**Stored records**
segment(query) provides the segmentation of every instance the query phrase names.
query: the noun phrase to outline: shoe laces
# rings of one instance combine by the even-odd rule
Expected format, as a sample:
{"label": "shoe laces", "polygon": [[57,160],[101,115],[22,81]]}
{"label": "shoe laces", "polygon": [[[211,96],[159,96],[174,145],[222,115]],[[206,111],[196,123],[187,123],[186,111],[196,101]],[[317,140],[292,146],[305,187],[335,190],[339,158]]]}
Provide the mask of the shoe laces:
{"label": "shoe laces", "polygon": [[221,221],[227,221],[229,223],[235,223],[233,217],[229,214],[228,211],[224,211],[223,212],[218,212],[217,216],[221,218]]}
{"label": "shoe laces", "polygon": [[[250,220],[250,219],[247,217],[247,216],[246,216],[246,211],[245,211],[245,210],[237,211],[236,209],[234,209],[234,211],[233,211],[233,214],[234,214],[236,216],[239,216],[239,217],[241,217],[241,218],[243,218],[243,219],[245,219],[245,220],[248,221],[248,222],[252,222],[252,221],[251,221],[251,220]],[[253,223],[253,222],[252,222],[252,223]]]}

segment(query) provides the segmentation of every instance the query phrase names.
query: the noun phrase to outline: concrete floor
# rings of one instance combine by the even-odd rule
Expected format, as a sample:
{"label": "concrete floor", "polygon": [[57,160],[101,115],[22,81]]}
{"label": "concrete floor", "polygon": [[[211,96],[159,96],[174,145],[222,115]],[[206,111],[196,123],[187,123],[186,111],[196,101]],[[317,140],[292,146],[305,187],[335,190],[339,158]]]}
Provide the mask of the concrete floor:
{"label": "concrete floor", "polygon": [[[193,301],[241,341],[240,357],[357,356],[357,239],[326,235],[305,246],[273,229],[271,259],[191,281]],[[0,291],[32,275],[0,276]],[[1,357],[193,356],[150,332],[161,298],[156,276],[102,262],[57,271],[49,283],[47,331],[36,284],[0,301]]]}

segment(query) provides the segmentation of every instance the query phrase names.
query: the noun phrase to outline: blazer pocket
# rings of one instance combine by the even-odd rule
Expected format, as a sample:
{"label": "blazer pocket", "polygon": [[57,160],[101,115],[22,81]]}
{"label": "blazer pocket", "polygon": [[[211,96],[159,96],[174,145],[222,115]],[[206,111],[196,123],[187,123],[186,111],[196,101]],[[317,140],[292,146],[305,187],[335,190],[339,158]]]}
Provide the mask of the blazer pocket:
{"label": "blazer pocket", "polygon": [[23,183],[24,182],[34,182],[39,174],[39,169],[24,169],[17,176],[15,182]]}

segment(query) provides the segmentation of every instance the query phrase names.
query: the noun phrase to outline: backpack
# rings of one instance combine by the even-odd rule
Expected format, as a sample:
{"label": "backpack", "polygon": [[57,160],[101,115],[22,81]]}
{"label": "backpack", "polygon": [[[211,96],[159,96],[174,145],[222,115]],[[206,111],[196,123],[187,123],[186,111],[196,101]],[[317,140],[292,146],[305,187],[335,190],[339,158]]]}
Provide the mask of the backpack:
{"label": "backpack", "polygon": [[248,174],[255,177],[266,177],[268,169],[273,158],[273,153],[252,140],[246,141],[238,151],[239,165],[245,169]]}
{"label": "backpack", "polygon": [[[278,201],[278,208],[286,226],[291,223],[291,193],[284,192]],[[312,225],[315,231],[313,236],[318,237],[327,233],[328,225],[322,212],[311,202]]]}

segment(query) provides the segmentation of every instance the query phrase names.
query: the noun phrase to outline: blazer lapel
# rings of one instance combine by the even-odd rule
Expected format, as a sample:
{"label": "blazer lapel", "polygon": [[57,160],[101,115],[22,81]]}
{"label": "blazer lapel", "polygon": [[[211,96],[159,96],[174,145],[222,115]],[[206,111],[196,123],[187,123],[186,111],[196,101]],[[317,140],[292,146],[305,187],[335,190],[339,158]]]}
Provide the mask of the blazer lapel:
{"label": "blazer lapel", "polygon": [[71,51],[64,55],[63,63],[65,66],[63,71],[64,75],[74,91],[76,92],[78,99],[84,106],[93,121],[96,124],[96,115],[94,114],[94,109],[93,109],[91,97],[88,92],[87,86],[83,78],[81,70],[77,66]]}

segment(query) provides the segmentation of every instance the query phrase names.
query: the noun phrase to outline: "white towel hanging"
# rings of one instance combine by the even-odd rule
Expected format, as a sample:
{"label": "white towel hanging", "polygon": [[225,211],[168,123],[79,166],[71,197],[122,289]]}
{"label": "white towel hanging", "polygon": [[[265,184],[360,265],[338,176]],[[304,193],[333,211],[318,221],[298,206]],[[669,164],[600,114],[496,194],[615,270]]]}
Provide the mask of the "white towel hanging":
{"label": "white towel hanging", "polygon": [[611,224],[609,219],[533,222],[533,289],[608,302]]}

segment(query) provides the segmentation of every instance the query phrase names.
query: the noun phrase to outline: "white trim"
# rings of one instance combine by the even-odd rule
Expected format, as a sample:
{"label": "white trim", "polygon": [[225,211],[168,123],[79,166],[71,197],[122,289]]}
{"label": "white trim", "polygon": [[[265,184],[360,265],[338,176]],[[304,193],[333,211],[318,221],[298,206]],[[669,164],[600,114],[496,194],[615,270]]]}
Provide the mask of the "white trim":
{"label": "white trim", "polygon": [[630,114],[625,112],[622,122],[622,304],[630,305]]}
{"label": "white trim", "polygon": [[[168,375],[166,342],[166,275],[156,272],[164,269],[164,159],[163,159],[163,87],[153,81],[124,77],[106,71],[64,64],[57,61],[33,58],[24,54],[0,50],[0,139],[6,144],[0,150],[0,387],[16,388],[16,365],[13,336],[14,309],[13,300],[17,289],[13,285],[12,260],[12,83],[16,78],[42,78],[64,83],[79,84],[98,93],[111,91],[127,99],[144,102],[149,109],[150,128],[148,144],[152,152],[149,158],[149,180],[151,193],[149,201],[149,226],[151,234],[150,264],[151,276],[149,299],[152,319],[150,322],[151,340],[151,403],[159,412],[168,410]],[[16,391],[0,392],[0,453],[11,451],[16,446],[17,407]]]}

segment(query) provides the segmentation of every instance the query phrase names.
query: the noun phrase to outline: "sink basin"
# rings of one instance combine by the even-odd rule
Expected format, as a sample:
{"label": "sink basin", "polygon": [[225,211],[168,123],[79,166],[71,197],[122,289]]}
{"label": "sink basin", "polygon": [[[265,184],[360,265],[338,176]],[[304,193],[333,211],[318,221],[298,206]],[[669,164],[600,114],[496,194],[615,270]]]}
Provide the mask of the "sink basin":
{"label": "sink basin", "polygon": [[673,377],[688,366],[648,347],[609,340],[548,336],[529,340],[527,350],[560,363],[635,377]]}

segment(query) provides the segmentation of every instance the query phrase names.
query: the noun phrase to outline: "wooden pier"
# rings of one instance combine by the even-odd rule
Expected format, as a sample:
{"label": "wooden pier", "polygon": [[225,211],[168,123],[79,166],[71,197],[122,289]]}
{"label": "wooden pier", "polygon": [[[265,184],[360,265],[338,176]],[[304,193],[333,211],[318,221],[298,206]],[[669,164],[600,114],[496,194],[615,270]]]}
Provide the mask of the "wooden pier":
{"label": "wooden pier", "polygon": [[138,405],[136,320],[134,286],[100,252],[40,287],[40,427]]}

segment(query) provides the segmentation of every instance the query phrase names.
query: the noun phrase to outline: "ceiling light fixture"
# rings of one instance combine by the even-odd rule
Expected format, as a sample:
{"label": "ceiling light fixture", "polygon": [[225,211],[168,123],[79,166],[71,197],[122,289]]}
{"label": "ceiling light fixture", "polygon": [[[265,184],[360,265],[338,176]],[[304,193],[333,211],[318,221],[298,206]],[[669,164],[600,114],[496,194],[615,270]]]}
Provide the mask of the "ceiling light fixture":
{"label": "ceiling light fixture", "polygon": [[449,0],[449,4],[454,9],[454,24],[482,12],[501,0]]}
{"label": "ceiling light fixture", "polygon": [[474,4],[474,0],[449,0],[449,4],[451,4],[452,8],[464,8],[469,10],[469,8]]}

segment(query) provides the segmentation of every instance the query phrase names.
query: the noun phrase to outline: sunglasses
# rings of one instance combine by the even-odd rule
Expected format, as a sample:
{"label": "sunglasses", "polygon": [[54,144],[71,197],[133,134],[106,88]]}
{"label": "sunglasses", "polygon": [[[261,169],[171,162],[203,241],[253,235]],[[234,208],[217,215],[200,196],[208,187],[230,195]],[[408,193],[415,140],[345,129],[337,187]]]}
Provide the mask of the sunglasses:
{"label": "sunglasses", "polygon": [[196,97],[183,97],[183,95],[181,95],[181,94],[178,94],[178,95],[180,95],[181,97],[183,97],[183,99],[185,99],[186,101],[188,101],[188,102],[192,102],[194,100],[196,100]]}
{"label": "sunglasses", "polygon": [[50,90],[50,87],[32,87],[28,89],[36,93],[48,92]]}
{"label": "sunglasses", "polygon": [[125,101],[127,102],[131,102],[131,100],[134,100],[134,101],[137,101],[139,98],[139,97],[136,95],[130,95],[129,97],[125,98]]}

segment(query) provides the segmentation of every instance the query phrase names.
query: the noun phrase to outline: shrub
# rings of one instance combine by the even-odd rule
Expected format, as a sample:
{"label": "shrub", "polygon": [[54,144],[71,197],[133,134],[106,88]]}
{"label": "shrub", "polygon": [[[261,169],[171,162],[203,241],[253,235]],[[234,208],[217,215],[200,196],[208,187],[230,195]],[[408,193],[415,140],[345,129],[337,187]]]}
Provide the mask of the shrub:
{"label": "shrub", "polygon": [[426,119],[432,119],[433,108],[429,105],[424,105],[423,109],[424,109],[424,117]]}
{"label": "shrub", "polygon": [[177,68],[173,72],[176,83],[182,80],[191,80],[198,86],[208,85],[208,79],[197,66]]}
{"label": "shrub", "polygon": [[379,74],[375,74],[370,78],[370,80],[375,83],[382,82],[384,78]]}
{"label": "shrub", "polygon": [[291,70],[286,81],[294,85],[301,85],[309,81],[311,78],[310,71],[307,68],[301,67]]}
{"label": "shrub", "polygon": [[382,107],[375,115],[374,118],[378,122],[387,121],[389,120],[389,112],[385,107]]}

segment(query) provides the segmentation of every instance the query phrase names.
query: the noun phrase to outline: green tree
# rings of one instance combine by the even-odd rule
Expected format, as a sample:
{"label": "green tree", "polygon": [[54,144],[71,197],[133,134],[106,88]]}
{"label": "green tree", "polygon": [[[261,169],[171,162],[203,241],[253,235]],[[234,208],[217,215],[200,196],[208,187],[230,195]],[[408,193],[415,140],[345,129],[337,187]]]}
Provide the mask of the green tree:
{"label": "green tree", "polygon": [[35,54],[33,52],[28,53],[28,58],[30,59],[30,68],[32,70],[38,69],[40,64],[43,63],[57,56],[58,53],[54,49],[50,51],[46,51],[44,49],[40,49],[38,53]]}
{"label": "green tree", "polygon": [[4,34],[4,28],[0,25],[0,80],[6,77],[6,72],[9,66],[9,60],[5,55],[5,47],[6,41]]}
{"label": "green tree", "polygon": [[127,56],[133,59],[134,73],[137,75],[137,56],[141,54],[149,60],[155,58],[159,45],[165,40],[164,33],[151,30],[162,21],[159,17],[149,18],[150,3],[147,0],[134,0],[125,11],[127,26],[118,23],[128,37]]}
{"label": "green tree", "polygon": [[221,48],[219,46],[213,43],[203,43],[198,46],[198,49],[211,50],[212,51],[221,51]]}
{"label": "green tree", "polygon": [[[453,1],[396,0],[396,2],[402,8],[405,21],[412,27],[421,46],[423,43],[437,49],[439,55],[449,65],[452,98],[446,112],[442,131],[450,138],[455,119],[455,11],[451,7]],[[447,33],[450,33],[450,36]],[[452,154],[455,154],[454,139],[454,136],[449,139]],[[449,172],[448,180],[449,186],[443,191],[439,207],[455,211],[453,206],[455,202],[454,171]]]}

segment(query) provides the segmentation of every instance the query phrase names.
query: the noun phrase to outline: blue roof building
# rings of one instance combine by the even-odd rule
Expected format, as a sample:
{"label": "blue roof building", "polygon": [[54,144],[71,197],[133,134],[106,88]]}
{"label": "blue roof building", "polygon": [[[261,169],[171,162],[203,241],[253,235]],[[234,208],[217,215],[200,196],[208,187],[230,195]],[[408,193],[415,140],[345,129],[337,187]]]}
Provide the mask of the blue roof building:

**Exercise goal**
Gather every line of the data above that contains the word "building", and copy each one in full.

**Reply to the exercise**
query: the noun phrase to outline: blue roof building
{"label": "blue roof building", "polygon": [[54,144],[71,197],[133,134],[106,88]]}
{"label": "blue roof building", "polygon": [[[261,169],[171,162],[203,241],[253,235]],[[234,208],[217,215],[200,196],[208,187],[230,195]],[[408,193],[415,140],[345,129],[337,187]]]}
Provide the mask of the blue roof building:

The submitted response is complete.